▶ TO DO: Output all of the data exactly, keeping any images out of the copy.

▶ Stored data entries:
***
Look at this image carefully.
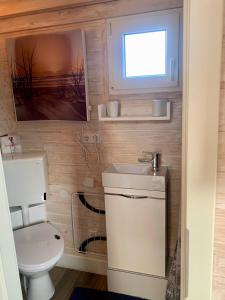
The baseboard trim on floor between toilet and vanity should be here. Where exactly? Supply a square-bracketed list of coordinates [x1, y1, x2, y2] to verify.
[57, 254, 107, 275]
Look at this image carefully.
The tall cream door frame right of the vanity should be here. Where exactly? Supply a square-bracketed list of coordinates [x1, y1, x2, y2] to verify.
***
▶ WRITTEN ANSWER:
Look at this image carefully.
The baseboard trim on floor between toilet and vanity should be here. Where exactly? Supply a square-bracketed list of coordinates [x1, y1, x2, y2] to verify.
[57, 254, 107, 275]
Look at this image carefully.
The tall cream door frame right of the vanity should be here. Where exactly? Supply a square-bracketed list of coordinates [x1, y1, x2, y2] to verify.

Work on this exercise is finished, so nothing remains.